**EXERCISE:** Recast every line of the items below as a Markdown table with the columns Row and Line, numbering the rows and leaving out blank lines. Omit the pictures.

**ENTRIES SUPPLIED:**

----

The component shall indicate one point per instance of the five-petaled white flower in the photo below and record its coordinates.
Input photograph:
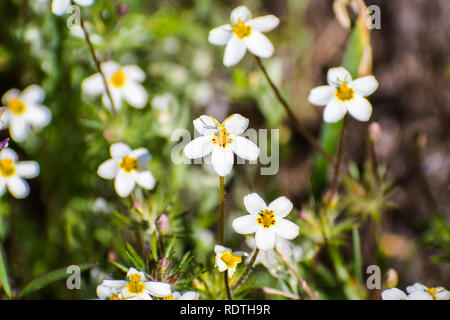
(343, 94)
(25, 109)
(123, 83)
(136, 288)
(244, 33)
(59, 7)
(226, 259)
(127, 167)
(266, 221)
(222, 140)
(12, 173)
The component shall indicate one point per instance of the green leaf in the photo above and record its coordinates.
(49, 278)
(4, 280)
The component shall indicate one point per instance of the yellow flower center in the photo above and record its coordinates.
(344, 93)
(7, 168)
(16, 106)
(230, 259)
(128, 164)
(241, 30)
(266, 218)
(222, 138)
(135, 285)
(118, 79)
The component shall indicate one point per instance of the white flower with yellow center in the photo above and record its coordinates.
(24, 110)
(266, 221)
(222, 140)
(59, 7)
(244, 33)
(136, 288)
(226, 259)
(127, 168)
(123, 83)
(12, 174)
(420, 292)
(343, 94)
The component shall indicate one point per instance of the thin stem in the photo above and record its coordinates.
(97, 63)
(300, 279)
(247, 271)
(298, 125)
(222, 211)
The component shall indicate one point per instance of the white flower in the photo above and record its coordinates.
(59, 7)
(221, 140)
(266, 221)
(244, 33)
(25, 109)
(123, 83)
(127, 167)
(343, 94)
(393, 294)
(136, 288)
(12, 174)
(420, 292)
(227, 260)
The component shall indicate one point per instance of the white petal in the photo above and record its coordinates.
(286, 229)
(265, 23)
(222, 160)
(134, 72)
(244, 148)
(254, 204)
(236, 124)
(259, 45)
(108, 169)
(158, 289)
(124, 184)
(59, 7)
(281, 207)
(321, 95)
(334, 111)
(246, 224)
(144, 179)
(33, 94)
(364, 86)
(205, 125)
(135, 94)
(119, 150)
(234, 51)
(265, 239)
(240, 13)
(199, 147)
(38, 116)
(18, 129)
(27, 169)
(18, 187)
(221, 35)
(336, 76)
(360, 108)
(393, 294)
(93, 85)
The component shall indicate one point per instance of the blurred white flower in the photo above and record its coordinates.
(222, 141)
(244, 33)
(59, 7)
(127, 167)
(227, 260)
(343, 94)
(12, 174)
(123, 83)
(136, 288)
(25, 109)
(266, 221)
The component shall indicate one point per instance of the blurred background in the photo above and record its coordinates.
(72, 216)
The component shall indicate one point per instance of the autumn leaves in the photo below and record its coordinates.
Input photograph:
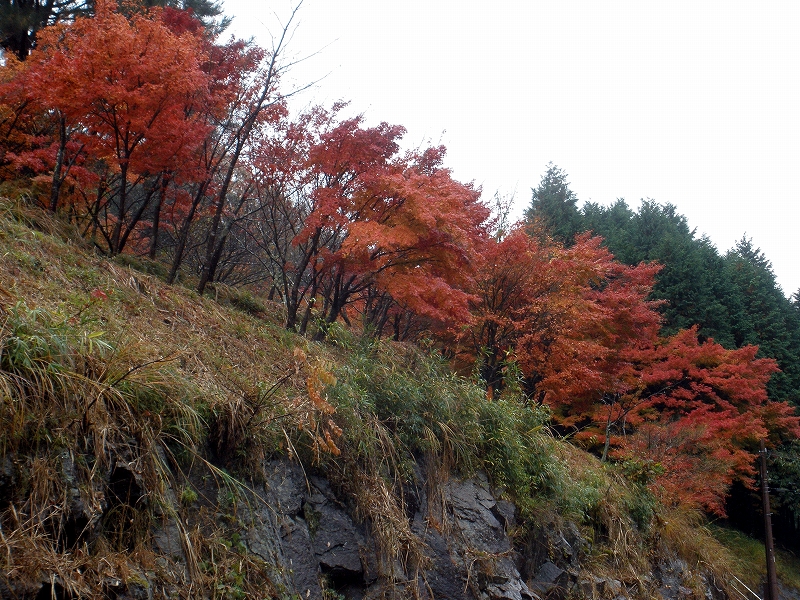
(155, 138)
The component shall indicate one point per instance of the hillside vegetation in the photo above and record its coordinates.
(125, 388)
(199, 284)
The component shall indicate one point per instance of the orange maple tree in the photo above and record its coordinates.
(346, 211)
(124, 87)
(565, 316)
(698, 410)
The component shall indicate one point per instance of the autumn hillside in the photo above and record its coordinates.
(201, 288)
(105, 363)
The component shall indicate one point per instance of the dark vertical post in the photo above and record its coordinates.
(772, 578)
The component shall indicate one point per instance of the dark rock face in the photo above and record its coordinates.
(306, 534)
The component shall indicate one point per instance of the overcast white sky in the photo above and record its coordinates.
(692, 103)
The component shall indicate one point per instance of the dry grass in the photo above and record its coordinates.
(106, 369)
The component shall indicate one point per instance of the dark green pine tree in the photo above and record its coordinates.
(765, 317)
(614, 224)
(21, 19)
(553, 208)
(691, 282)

----

**RESULT:**
| Row | Line |
|---|---|
| 1 | The component shall indicate one point per instance of the five-petaled white flower in the photo below and record its coordinates. |
| 2 | Input photograph: |
| 3 | (343, 94) |
| 4 | (25, 109) |
| 5 | (123, 83) |
| 6 | (136, 288) |
| 7 | (244, 33) |
| 8 | (59, 7) |
| 9 | (226, 259) |
| 10 | (127, 167) |
| 11 | (266, 221) |
| 12 | (222, 140) |
| 13 | (12, 173) |
| 14 | The component shall indicate one point per instance of the green leaf in the photo above and record its coordinates. |
| 15 | (49, 278) |
| 16 | (4, 280) |
| 17 | The component shall indicate one point per instance of the yellow flower center in the photo above and record its coordinates. |
| 18 | (344, 93) |
| 19 | (7, 168) |
| 20 | (16, 106) |
| 21 | (230, 259) |
| 22 | (128, 164) |
| 23 | (241, 30) |
| 24 | (266, 218) |
| 25 | (222, 138) |
| 26 | (135, 285) |
| 27 | (118, 79) |
| 28 | The component shall indicate one point per instance of the white flower with yellow center in the photo above and record its coordinates. |
| 29 | (24, 110) |
| 30 | (266, 221) |
| 31 | (222, 140) |
| 32 | (59, 7) |
| 33 | (244, 33) |
| 34 | (136, 288) |
| 35 | (226, 259) |
| 36 | (127, 168) |
| 37 | (123, 83) |
| 38 | (12, 174) |
| 39 | (420, 292) |
| 40 | (343, 94) |
| 41 | The component shall indicate one point per instance of the thin stem in the photo above and record its coordinates. |
| 42 | (97, 63) |
| 43 | (300, 279) |
| 44 | (247, 271) |
| 45 | (298, 125) |
| 46 | (222, 211) |
| 47 | The component shall indicate one point per instance of the white flower in the photo above and record its coordinates. |
| 48 | (59, 7) |
| 49 | (221, 140) |
| 50 | (266, 221) |
| 51 | (244, 33) |
| 52 | (25, 109) |
| 53 | (123, 83) |
| 54 | (127, 167) |
| 55 | (343, 94) |
| 56 | (393, 294) |
| 57 | (136, 288) |
| 58 | (12, 174) |
| 59 | (420, 292) |
| 60 | (227, 260) |
| 61 | The component shall indicate one point per instance of the white petal in the photo above and record its coordinates. |
| 62 | (286, 229) |
| 63 | (265, 23) |
| 64 | (222, 160) |
| 65 | (134, 72) |
| 66 | (244, 148) |
| 67 | (254, 204) |
| 68 | (236, 124) |
| 69 | (259, 45) |
| 70 | (108, 169) |
| 71 | (158, 289) |
| 72 | (124, 184) |
| 73 | (59, 7) |
| 74 | (281, 207) |
| 75 | (321, 95) |
| 76 | (334, 111) |
| 77 | (246, 224) |
| 78 | (144, 179) |
| 79 | (33, 94) |
| 80 | (364, 86) |
| 81 | (205, 125) |
| 82 | (135, 94) |
| 83 | (119, 150) |
| 84 | (234, 51) |
| 85 | (265, 239) |
| 86 | (240, 13) |
| 87 | (199, 147) |
| 88 | (38, 116) |
| 89 | (18, 129) |
| 90 | (27, 169) |
| 91 | (18, 187) |
| 92 | (221, 35) |
| 93 | (336, 76) |
| 94 | (360, 108) |
| 95 | (393, 294) |
| 96 | (93, 85) |
| 97 | The component shall indicate one point per instance of the blurred white flower in the photo above and record its coordinates. |
| 98 | (222, 141) |
| 99 | (244, 33) |
| 100 | (59, 7) |
| 101 | (127, 167) |
| 102 | (227, 260) |
| 103 | (343, 94) |
| 104 | (12, 174) |
| 105 | (123, 83) |
| 106 | (136, 288) |
| 107 | (25, 109) |
| 108 | (266, 221) |
| 109 | The component shall indicate one point per instance of the blurred background in the photo above and record its coordinates. |
| 110 | (72, 216) |
| 111 | The component shall indicate one point per instance of the autumn leaves in the photo below and record its coordinates. |
| 112 | Input photograph: |
| 113 | (155, 138) |
| 114 | The component shall indicate one point per instance of the hillside vegetation in the photo above and record its coordinates. |
| 115 | (125, 388) |
| 116 | (199, 284) |
| 117 | The component shall indicate one point per instance of the orange maple tree in the photo above and record its coordinates. |
| 118 | (346, 211) |
| 119 | (124, 87) |
| 120 | (565, 316) |
| 121 | (698, 410) |
| 122 | The component shall indicate one point per instance of the autumn hillside in the photo above and record its coordinates. |
| 123 | (201, 288) |
| 124 | (105, 363) |
| 125 | The component shall indicate one point per instance of the dark vertical post in the photo above and record its coordinates. |
| 126 | (772, 578) |
| 127 | The component shall indicate one point per instance of the dark rock face in the photo above and record its coordinates. |
| 128 | (306, 534) |
| 129 | The component shall indicate one point per instance of the overcast white sky in the photo above and record its coordinates. |
| 130 | (692, 103) |
| 131 | The component shall indicate one point per instance of the dry grass in the photo above and record its coordinates. |
| 132 | (106, 369) |
| 133 | The component shall indicate one point per instance of the dark green pine tree in the photo above and record its coordinates. |
| 134 | (765, 317) |
| 135 | (614, 224) |
| 136 | (21, 19) |
| 137 | (553, 208) |
| 138 | (691, 282) |